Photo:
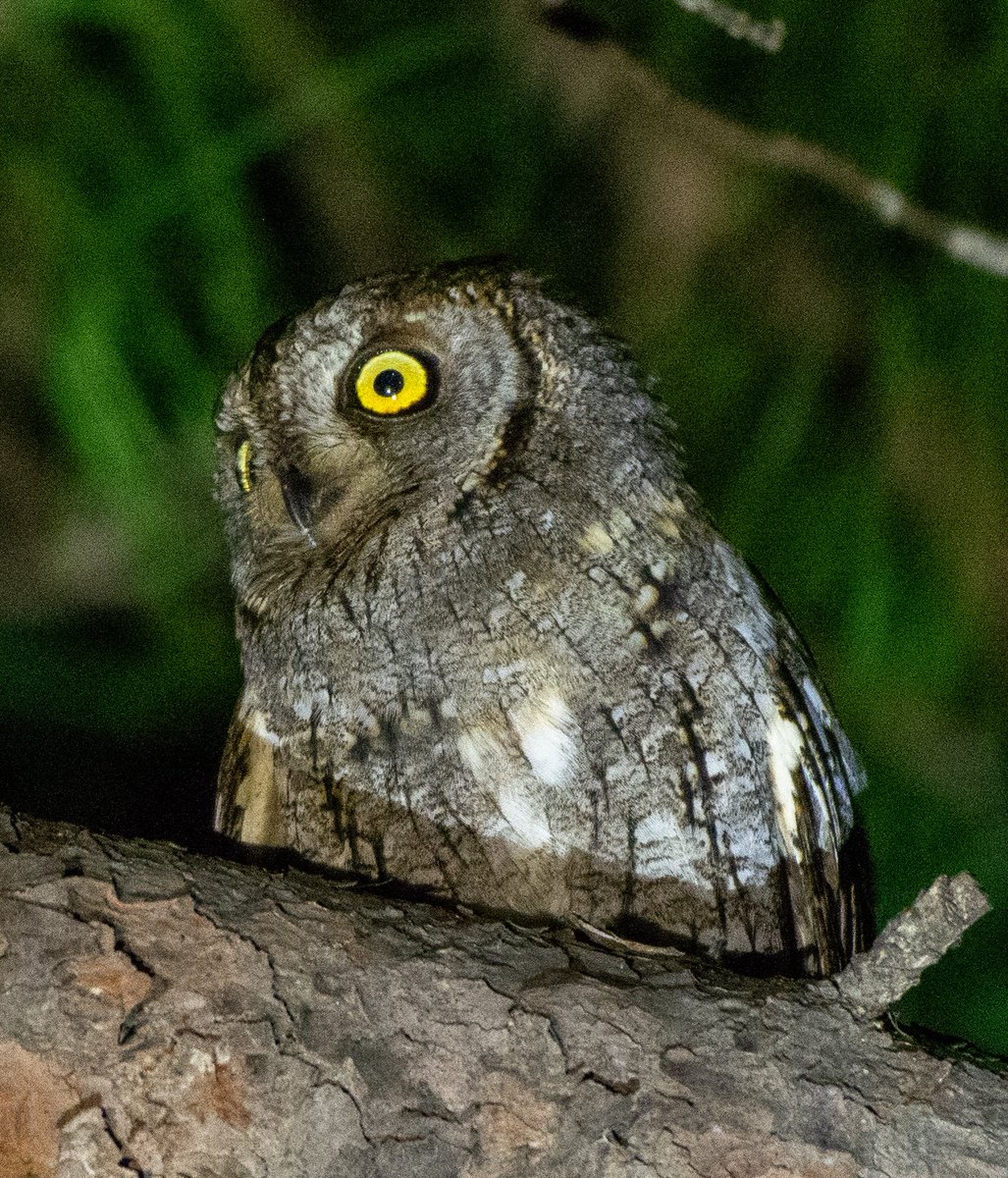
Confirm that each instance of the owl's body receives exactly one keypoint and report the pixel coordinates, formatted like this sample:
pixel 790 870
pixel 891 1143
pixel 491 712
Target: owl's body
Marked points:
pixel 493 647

## WHAT TO DO
Starting from the line containing "pixel 891 1143", repeat each line through the end of the entries, exactly.

## ANSWER TO THIS TASK
pixel 891 1143
pixel 491 712
Target: owl's body
Marked points:
pixel 493 647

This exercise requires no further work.